REQUIREMENTS »
Copy out verbatim the lines of the listing below, beginning at the line that contains "Your task is to locate the utility" and stopping after the line that contains "(537, 230), (547, 348)".

Data lines

:::::

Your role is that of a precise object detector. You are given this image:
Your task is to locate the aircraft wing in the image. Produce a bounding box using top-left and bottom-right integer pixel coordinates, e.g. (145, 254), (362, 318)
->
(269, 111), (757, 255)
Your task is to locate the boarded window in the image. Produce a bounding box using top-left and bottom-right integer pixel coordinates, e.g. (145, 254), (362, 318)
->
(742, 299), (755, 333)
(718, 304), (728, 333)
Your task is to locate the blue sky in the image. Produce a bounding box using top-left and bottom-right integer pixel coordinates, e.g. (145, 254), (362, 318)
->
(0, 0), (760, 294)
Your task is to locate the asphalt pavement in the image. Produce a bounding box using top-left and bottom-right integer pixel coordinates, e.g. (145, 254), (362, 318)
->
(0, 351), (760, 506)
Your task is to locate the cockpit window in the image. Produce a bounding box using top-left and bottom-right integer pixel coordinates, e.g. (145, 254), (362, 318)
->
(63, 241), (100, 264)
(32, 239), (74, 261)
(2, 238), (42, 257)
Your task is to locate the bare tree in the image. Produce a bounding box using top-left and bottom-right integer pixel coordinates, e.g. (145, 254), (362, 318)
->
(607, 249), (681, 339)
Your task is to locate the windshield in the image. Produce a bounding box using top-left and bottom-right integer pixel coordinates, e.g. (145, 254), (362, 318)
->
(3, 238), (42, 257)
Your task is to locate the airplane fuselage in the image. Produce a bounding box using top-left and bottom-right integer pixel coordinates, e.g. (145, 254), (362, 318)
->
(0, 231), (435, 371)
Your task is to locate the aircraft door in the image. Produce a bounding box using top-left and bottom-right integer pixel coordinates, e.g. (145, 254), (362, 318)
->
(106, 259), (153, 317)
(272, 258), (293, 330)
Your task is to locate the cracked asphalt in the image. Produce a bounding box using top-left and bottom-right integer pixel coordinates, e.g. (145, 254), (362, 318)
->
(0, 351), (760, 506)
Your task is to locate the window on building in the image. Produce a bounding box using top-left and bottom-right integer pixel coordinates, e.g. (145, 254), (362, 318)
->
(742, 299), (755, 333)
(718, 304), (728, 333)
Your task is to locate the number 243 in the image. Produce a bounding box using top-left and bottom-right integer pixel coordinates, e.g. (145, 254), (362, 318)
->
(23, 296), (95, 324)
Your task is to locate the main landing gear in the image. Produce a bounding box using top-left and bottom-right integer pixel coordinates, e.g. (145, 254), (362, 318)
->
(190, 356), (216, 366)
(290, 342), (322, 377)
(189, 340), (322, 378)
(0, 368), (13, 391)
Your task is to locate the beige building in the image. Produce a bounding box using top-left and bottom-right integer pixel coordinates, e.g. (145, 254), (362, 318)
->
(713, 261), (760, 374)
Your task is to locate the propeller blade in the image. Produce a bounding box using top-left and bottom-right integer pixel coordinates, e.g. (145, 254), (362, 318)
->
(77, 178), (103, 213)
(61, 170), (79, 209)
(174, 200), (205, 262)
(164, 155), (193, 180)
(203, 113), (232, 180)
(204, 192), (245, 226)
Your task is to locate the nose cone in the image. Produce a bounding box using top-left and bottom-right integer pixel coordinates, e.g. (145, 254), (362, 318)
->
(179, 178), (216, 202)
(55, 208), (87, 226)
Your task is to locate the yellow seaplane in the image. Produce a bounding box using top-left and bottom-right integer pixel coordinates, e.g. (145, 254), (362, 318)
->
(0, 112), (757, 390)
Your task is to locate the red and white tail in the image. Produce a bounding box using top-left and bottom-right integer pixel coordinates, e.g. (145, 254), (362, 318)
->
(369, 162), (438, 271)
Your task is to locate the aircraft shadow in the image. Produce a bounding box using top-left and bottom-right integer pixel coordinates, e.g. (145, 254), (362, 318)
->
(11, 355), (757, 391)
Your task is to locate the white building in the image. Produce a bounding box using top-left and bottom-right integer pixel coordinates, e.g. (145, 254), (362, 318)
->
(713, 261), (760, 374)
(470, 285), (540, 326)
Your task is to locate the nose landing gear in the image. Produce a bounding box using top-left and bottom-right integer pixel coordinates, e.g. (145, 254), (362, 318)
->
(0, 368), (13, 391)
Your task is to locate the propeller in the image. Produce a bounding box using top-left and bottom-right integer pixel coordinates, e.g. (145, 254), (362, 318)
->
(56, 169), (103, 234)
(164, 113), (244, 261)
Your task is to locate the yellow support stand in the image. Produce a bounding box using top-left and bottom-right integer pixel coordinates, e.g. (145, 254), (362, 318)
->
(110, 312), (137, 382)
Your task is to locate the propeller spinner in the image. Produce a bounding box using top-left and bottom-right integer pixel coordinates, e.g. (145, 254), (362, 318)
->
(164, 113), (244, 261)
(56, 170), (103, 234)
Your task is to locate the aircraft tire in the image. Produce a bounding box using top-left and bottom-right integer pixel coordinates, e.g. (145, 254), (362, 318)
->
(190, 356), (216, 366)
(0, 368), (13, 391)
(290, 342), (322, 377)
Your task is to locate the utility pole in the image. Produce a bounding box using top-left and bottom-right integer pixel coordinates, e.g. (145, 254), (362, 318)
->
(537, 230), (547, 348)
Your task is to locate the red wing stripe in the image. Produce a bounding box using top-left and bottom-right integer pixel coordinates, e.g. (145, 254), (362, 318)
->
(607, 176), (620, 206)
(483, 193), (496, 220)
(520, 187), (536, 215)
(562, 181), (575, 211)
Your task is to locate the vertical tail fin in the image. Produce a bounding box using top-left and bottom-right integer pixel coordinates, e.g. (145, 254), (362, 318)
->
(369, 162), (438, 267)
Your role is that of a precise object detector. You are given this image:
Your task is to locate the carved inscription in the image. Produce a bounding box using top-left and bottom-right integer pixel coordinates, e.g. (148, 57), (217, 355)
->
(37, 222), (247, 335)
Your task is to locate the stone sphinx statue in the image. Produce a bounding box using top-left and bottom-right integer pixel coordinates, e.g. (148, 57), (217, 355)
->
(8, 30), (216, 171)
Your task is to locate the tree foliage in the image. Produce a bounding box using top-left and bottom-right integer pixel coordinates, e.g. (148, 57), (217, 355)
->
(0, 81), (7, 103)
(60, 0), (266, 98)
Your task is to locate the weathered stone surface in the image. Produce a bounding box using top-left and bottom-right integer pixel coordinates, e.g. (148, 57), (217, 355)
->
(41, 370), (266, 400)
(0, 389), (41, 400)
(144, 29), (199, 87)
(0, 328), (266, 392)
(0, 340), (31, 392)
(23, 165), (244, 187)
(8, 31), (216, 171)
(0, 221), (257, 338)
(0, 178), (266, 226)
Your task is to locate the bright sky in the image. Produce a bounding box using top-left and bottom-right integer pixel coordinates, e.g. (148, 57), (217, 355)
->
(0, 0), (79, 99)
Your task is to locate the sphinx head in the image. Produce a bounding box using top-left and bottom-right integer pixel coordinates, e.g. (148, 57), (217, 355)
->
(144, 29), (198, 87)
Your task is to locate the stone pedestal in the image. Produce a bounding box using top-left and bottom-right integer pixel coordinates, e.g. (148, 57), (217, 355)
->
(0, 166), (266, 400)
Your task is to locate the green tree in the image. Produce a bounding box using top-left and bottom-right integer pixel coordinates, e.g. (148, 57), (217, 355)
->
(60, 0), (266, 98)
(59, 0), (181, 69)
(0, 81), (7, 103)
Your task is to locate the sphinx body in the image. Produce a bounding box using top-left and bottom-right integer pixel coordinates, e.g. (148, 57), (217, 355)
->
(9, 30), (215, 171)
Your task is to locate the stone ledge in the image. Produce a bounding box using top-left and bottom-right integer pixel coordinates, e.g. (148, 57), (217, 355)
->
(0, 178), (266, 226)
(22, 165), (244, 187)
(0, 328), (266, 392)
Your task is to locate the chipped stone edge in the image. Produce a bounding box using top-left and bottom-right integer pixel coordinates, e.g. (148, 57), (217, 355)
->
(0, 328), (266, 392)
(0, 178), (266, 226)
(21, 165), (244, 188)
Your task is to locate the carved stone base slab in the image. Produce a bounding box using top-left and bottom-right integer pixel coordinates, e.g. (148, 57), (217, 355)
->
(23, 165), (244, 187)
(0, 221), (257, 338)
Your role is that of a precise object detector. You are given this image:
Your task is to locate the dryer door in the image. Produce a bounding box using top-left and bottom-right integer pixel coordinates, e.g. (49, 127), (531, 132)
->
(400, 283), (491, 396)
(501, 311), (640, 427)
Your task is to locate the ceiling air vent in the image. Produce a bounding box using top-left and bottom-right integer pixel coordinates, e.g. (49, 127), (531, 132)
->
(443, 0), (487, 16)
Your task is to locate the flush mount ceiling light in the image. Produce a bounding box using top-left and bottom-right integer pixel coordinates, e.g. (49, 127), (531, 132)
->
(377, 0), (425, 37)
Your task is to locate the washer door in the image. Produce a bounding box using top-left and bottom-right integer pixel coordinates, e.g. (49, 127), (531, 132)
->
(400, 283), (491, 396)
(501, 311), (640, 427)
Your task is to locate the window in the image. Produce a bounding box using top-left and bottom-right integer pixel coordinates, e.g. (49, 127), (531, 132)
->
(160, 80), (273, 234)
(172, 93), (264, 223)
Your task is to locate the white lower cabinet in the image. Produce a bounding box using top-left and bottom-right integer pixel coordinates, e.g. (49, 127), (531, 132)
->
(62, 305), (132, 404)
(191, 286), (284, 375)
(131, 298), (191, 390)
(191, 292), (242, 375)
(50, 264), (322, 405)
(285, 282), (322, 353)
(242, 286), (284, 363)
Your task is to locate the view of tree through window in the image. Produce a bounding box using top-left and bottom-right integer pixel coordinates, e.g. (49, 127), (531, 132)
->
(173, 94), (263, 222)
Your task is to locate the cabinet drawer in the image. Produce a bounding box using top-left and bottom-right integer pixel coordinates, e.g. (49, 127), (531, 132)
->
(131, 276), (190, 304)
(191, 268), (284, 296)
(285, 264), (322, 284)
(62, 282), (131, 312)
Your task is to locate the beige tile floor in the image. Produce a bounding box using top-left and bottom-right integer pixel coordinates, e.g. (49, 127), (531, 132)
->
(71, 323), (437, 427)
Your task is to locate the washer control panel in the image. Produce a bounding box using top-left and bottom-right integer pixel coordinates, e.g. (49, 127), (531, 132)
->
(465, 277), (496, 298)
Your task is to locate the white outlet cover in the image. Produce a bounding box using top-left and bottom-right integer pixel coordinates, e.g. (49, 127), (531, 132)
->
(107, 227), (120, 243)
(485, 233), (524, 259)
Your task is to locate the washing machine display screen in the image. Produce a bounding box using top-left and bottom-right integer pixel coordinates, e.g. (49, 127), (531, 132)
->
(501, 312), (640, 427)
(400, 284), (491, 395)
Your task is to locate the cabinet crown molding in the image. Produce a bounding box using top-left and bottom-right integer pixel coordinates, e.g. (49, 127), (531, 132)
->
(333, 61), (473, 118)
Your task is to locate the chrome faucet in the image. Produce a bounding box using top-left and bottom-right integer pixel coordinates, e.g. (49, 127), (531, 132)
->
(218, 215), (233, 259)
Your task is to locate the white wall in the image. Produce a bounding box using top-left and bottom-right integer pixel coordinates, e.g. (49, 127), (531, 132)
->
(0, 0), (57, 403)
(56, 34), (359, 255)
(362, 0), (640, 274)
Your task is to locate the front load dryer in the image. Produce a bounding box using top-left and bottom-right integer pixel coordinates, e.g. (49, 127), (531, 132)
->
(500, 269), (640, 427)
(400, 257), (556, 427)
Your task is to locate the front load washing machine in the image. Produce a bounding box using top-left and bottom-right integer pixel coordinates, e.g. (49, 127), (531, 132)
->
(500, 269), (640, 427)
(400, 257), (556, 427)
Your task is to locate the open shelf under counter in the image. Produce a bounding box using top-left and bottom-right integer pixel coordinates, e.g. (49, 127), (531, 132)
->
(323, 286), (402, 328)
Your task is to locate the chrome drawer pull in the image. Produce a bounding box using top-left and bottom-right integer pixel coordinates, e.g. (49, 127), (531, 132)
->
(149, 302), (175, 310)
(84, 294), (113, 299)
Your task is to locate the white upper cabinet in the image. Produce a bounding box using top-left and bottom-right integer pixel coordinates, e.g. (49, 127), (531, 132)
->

:::::

REPLY TO THE TASK »
Your task is to locate the utility pole in the image. Produce a bounding box using top-left and bottom-right integer pixel coordinates, e.g. (145, 254), (362, 318)
->
(537, 230), (547, 348)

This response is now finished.